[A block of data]
******************************

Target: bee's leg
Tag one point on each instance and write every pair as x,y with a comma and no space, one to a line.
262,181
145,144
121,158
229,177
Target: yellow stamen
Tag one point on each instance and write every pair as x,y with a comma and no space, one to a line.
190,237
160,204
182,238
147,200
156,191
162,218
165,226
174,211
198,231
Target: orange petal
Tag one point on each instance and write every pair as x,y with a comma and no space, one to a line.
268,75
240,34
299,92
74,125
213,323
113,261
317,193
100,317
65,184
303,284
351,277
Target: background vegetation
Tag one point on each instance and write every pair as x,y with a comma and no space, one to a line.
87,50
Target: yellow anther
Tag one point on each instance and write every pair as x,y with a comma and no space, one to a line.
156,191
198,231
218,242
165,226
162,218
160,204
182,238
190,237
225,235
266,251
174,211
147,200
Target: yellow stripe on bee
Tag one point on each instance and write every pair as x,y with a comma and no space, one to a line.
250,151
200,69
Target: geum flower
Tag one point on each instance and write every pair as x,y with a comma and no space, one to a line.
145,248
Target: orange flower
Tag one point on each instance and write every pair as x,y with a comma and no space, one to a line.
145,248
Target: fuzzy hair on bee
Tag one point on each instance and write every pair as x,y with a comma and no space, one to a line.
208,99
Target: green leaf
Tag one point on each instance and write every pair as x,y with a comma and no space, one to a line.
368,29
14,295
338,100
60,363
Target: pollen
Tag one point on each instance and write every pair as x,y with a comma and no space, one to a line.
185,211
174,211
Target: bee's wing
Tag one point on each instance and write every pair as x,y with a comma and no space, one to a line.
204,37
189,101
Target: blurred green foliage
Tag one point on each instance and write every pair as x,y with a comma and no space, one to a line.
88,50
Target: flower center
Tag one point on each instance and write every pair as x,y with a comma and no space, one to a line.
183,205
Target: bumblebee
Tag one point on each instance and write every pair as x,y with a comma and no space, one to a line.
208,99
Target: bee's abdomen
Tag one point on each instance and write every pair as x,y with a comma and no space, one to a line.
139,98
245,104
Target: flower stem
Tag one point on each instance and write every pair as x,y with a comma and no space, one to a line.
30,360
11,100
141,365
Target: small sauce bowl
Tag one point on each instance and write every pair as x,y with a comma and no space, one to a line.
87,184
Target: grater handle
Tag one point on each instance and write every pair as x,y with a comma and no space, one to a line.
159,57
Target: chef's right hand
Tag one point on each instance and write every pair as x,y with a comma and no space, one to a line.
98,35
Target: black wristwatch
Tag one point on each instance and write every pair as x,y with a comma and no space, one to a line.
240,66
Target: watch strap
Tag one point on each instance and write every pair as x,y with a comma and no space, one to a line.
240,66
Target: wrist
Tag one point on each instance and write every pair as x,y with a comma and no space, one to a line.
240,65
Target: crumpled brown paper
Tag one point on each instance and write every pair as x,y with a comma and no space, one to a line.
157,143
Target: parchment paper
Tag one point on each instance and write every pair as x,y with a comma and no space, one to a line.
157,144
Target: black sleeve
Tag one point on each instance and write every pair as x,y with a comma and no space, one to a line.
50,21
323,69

******************************

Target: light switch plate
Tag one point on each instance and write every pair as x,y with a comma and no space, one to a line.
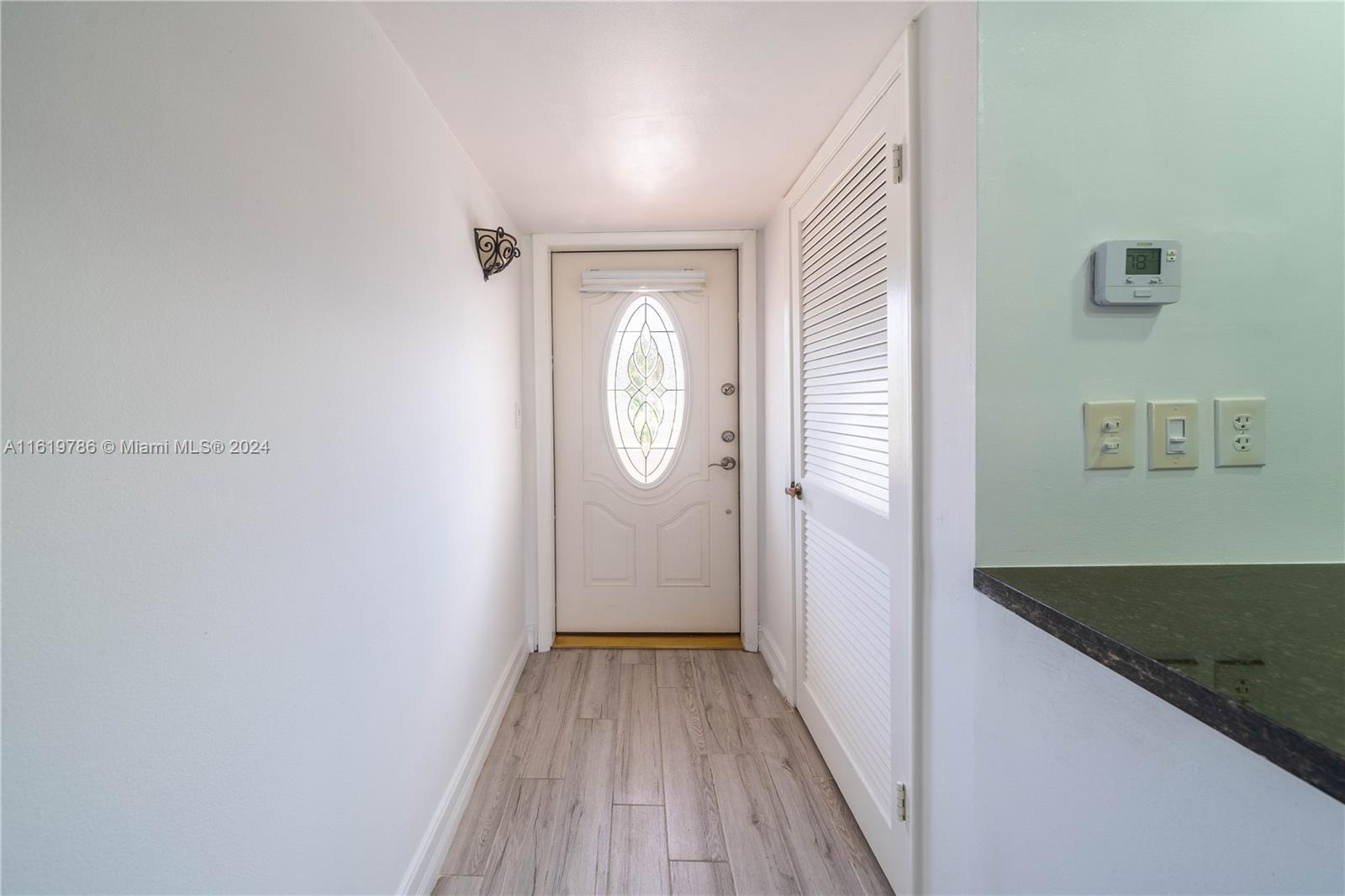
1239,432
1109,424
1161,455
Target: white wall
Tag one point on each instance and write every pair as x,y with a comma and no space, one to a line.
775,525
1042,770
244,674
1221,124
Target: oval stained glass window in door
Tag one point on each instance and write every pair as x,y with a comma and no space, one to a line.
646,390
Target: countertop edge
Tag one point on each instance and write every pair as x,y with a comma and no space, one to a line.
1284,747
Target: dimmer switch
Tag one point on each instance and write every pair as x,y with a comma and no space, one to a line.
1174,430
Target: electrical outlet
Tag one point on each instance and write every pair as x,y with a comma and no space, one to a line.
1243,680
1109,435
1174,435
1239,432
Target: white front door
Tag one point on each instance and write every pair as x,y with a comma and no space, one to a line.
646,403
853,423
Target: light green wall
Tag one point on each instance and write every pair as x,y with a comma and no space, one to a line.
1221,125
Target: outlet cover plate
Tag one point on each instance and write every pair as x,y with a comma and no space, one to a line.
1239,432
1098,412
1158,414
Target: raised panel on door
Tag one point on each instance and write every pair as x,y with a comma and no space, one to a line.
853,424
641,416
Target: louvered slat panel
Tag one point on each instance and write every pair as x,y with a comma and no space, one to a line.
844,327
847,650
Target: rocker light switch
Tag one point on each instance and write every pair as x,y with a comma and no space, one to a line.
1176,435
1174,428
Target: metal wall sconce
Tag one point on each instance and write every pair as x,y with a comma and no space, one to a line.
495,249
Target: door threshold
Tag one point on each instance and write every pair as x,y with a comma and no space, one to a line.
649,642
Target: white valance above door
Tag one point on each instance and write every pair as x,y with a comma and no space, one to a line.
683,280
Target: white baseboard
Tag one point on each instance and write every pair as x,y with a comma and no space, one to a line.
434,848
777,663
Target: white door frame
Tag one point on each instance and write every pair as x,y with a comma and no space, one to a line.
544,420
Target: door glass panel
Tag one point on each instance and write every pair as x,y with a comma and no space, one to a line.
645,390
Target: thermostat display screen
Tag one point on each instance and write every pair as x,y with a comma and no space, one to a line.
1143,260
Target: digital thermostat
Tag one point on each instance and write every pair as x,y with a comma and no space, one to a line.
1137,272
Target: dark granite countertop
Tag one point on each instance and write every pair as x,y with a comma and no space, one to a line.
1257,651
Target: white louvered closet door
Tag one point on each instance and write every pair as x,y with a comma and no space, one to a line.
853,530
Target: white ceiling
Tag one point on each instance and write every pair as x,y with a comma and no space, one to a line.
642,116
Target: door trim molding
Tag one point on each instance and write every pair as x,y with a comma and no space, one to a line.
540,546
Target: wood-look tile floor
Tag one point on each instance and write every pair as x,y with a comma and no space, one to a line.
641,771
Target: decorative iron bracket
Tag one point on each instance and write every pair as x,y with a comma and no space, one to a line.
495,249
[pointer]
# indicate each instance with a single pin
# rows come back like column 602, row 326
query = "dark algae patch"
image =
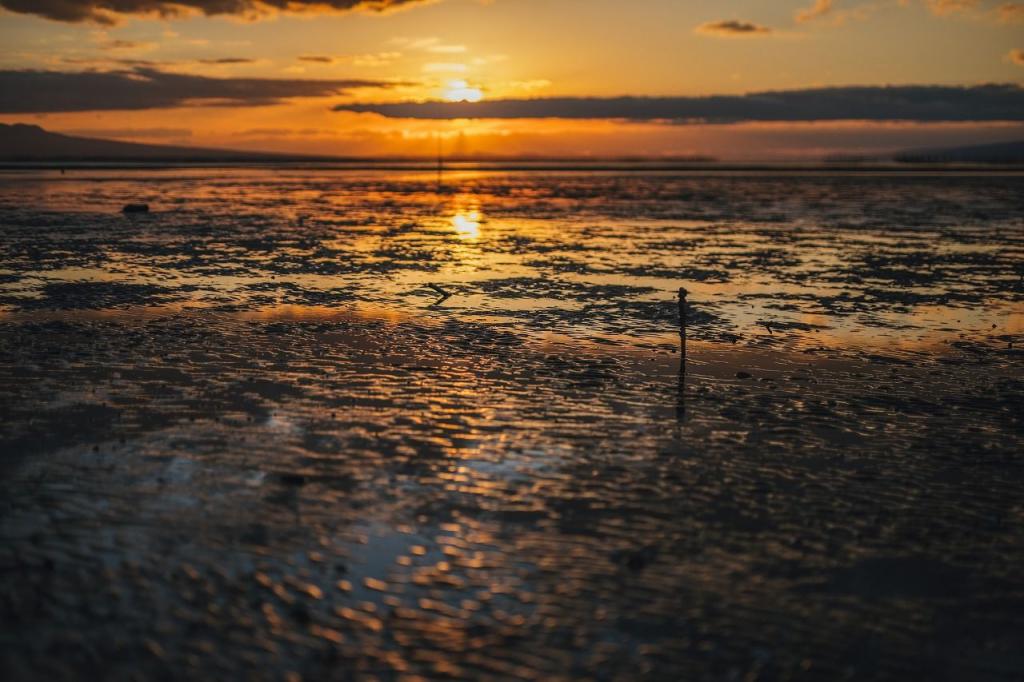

******************************

Report every line above that holds the word "white", copying each one in full.

Target: white wall
Target: white front door
Target: white valance above door
Target: white baseboard
Target: white door frame
Target: white louvered closet door
Target: white ceiling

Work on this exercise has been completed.